### EXERCISE TASK
Copy the lines from the one containing "Identify every instance of the black refrigerator" through the end of the items, swapping every "dot" for "marker" and changing nothing else.

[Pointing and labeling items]
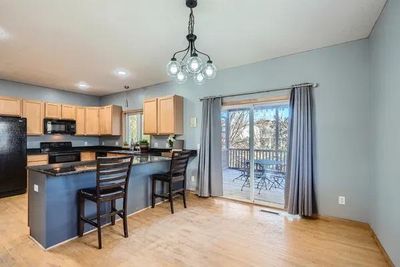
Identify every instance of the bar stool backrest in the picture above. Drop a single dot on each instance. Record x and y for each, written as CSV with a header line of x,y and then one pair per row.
x,y
113,173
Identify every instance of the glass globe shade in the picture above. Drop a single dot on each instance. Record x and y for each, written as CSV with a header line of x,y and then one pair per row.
x,y
199,78
181,77
210,71
194,64
173,68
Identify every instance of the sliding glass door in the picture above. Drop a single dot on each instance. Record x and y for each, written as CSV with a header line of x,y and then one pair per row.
x,y
254,152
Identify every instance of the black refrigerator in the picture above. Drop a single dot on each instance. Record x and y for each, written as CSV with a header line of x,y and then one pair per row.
x,y
12,156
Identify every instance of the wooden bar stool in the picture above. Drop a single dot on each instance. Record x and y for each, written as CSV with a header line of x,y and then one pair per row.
x,y
111,184
175,178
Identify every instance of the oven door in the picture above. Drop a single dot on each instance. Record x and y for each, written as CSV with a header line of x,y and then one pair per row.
x,y
62,157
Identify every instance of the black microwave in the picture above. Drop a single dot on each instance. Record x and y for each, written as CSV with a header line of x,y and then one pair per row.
x,y
52,126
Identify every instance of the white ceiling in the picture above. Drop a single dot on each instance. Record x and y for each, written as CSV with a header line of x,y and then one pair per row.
x,y
58,43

### RESPONSE FOR THIS EXERCISE
Identify every instance of the black refrigerator in the picture above. Drop a single marker on each instance. Record x and y for each, written as CSV with a header line of x,y and then one pair per row.
x,y
12,156
Identify every instance of the wooden bar stool in the picture above. Drop a single marker on each instance. Record x and y for each, written as CSV with a header line of x,y and then one pair per row.
x,y
111,184
175,178
Identify every instance of the oven door in the picture above. Drop a single marker on each instance. Record x and y for each, written as CSV with a header line of x,y and then one pair per row.
x,y
62,157
Identify every instance of the black microwave in the picture above. Drop a single marker on each instance. Record x and y for each, written as CSV with a header line of x,y and then one pair per row.
x,y
52,126
Identify every instance of the white ceiling in the picture above. Drop a single marker on each instance. Record x and y for each, written as CSV with a header line of x,y and then one pair per row.
x,y
58,43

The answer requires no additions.